━━ Excerpt to read

Fast parallel vessel segmentation

Highlights

• Parallel implementation of image gradient.

• GPU acceleration of seeded region growing.

• Gradient based parallel seeded region growing for vessel segmentation from CT liver images.

• Evaluation of accurate vessel segmentation shows the speedup of 1.9x compared to the state-of-the-art.

Abstract

Background and Objective: Accurate and fast vessel segmentation from liver slices remain challenging and important tasks for clinicians. The algorithms from the literature are slow and less accurate. We propose fast parallel gradient based seeded region growing for vessel segmentation. Seeded region growing is tedious when the inter connectivity between the elements is unavoidable. Parallelizing region growing algorithms are essential towards achieving real time performance for the overall process of accurate vessel segmentation.

Methods: The parallel implementation of seeded region growing for vessel segmentation is iterative and hence time consuming process. Seeded region growing is implemented as kernel termination and relaunch on GPU due to its iterative mechanism. The iterative or recursive process in region growing is time consuming due to intermediate memory transfers between CPU and GPU. We propose persistent and grid-stride loop based parallel approach for region growing on GPU. We analyze static region of interest of tiles on GPU for the acceleration of seeded region growing.

━━━━

_Questions to answer_
[1] In the vessel segmentation text, does each of these statements agree with it? (a) The reported speedup over the state-of-the-art is 1.9x. (b) Memory transfers between CPU and GPU make region growing time consuming. (c) The vessels are segmented from MRI liver images. Answer yes or no for each, quoting the deciding words.
[2] Retype the part of the vessel segmentation text starting with "Background and Objective: Accurate" and going on through "accurate vessel segmentation.".
The data that come next have no connection to the vessel segmentation text.

━━ Records provided

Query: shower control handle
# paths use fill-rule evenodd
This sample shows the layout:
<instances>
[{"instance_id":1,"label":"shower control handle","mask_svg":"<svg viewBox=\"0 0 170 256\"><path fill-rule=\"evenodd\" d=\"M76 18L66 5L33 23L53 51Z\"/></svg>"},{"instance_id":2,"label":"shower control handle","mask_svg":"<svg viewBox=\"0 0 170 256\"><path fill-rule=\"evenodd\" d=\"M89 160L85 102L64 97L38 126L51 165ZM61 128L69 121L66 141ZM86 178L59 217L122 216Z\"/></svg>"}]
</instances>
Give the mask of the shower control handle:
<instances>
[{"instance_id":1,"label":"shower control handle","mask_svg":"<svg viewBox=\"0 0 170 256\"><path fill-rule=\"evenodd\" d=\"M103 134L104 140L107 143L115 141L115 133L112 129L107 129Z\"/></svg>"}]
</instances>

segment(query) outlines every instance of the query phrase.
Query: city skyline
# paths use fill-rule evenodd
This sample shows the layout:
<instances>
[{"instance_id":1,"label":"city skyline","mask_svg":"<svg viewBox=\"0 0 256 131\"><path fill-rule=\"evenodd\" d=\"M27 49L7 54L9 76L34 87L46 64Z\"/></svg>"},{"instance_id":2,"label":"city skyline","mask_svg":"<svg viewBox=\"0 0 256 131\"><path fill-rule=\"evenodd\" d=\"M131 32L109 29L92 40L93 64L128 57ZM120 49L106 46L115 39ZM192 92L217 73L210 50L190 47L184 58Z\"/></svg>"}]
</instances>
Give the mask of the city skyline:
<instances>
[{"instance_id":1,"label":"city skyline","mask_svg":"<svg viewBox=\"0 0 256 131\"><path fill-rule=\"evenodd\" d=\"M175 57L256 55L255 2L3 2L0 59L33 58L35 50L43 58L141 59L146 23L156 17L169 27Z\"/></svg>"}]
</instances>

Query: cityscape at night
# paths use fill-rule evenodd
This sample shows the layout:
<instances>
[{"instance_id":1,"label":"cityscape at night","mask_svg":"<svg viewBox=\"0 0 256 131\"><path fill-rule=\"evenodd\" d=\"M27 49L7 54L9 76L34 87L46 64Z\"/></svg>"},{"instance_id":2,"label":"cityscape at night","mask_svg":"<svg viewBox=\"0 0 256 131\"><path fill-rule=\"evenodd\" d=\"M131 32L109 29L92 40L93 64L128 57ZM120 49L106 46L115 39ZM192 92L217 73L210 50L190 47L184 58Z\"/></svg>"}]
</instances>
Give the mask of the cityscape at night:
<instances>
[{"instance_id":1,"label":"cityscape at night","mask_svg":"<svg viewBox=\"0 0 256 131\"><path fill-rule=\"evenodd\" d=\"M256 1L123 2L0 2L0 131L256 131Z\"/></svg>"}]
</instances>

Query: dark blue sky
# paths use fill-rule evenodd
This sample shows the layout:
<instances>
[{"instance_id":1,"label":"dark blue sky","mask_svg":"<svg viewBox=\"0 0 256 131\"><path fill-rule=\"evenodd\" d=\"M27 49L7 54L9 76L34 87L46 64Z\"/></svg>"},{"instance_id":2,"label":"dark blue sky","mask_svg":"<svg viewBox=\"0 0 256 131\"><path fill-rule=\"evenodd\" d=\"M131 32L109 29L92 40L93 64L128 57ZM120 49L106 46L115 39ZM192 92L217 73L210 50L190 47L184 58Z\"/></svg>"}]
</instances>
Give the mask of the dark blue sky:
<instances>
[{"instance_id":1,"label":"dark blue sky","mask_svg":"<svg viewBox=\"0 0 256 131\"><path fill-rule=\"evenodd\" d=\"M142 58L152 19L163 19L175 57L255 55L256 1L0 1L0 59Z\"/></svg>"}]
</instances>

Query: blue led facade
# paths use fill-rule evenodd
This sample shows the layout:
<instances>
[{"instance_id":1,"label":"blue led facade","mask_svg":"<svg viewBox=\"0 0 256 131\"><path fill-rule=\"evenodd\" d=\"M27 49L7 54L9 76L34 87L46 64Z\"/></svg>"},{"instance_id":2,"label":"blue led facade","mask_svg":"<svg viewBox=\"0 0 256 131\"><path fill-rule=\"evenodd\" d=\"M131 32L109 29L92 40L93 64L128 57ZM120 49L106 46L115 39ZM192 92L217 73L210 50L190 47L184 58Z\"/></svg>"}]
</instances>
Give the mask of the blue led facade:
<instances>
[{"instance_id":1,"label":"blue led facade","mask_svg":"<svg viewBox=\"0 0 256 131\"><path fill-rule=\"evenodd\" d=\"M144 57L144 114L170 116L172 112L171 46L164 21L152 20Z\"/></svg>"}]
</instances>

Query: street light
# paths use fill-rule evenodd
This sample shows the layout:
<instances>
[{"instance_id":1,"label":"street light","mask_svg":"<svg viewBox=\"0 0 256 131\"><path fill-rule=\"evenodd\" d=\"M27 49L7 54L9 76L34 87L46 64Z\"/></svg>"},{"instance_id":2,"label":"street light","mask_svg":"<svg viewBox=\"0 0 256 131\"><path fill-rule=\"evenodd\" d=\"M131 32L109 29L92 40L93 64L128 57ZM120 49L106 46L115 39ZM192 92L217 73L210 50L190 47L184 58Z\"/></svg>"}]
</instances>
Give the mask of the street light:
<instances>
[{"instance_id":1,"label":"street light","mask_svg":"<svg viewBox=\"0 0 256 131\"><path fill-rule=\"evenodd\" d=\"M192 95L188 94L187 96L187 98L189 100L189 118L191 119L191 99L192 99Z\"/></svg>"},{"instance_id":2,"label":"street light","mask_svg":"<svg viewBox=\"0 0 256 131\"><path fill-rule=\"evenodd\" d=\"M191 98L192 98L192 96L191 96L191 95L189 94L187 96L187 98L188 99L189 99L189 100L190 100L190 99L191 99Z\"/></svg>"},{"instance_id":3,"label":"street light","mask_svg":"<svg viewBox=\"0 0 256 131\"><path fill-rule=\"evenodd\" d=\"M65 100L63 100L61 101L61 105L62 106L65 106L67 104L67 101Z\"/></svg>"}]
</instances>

━━━━

_Answers in order_
[1]
(a) Yes: "shows the speedup of 1.9x compared to the state-of-the-art."
(b) Yes: "time consuming due to intermediate memory transfers between CPU and GPU."
(c) No: "vessel segmentation from CT liver images."

[2]
Background and Objective: Accurate and fast vessel segmentation from liver slices remain challenging and important tasks for clinicians. The algorithms from the literature are slow and less accurate. We propose fast parallel gradient based seeded region growing for vessel segmentation. Seeded region growing is tedious when the inter connectivity between the elements is unavoidable. Parallelizing region growing algorithms are essential towards achieving real time performance for the overall process of accurate vessel segmentation.